Defcon CTF Quals 2011 – Pwnables 100

This challenge was on remote exploiting. The binary is for FreeBSD.

binary

Summary: buffer overflow, jump to shellcode (bruteforce address)

The given program is a forking tcp server. Client serve function:

int __cdecl client_sub(int sock)
{
  char buf[100]; // [sp+28h] [bp-80h]@7
  int n_to_read; // [sp+8Ch] [bp-1Ch]@1
  int (*p_fprintf)(int, const char *, ...); // [sp+90h] [bp-18h]@1
  int (__cdecl *p_read_until)(int, int, unsigned int, char);
  int *step; // [sp+98h] [bp-10h]@1
  int i; // [sp+9Ch] [bp-Ch]@3
  char *ptr; // [sp+A4h] [bp-4h]@1

  n_to_read = 100;
  p_fprintf = fprintf;
  p_read_until = read_until;
  
  step = 0;

  ptr = malloc(0x20u);
  read_until(sock, ptr, 0x20u, 10);
  if ( strncmp(ptr, "tomod@chi4j00l333people$", 0x20u) ) {
    free(ptr);
    return 0;
  }

  free(ptr);
  for (i = 0; i <= 19; ++i) {
    switch (i) {
    case 0:
      step = magic(&step0, sock, 0, 0, p_fprintf, p_read_until);
      break;
    case 1:
      step = magic(&step2a, sock, 101, buf, p_fprintf, p_read_until);
    case 18:
      step = magic(&step2, sock, n_to_read, buf, p_fprintf, p_read_until);
    default:
      if ( !step )
        break;
      step = magic(step, sock, n_to_read, buf, p_fprintf, p_read_until);
    }
  }
  return 0;
}

Ok, we see that it checks for a hardcoded password ( tomod@chi4j00l333people$ ). Let’s see what actually happens then:

$ nc 192.168.56.3 3555
tomod@chi4j00l333people$
Your baby hacker is born...
Whare are you going to name your little hackerling?
hellman  # <- this is my input
Your hackerling is hungry. What shall you feed it?
0. Kit kat bar
1. Jolt
2. deadbeef
0
Wrong choice

Well, it’s not hard to get the right answer, it’s 1. Jolt:

Your hackerling is hungry. What shall you feed it?

◆ ◆ ◆ ◆ ◆

◆ **Exercise aim**
Transcribe the Defcon challenge write-up from "Defcon CTF Quals" to "int __cdecl client_sub(int sock)".

◆ **Supplied information**
◆ ◆ ◆ ◆ ◆

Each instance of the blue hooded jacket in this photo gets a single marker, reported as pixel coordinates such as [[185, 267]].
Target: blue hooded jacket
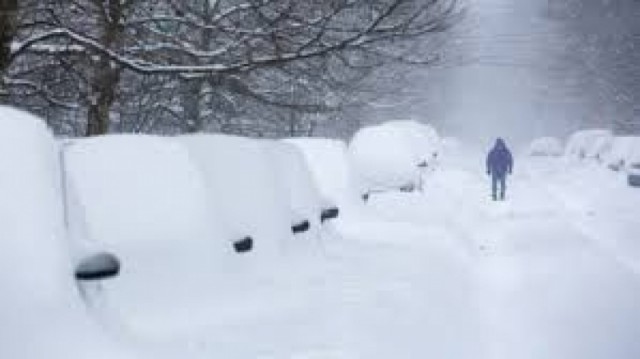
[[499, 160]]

◆ ◆ ◆ ◆ ◆

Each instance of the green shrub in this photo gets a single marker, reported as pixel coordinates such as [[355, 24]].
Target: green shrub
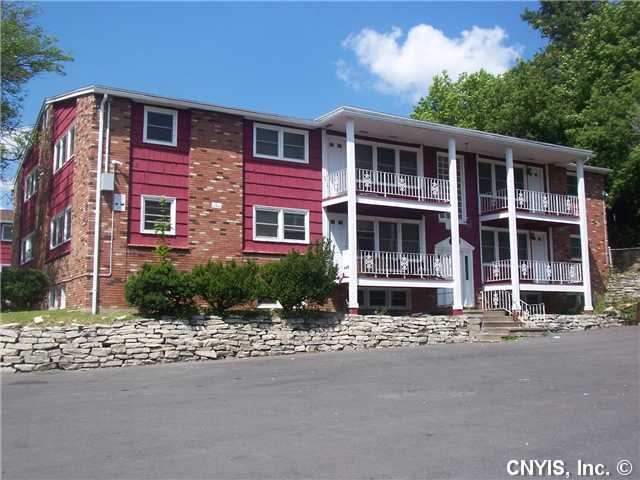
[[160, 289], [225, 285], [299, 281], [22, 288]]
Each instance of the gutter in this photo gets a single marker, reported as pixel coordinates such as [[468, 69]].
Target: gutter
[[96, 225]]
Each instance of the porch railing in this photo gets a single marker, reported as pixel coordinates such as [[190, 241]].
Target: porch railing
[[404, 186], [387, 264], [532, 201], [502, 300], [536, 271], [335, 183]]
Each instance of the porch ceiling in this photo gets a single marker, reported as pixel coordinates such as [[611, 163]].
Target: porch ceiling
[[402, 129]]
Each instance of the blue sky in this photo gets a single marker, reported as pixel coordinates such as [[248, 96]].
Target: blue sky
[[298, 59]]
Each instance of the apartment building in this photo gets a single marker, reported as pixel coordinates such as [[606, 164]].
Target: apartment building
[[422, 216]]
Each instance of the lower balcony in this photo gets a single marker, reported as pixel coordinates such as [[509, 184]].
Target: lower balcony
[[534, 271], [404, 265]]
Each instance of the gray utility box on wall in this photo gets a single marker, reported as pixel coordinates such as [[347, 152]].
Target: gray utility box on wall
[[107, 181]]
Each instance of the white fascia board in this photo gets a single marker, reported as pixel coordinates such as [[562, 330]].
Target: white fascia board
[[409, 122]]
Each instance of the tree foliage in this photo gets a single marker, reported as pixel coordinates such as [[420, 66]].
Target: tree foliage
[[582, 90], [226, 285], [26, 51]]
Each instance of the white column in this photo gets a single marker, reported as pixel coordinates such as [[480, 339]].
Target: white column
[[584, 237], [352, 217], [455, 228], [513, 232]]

◆ ◆ ◆ ◆ ◆

◆ **Worked answer**
Defcon CTF Quals 2011 – Pwnables 100

This challenge was on remote exploiting. The binary is for FreeBSD.

binary

Summary: buffer overflow, jump to shellcode (bruteforce address)

The given program is a forking tcp server. Client serve function:

int __cdecl client_sub(int sock)